>> start Entries provided

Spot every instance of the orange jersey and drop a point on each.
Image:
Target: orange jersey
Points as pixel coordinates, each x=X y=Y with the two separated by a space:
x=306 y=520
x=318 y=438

>> end Entries provided

**Work instructions:** Reproduce every line of the listing above, requests included, and scale each pixel coordinate in the answers by 0.9, rounding to the nearest whole number with halves going up.

**Completed task:**
Spot every instance of the orange jersey and drop a point on each.
Image:
Target: orange jersey
Points as pixel coordinates, each x=X y=Y with the two separated by a space:
x=275 y=468
x=286 y=394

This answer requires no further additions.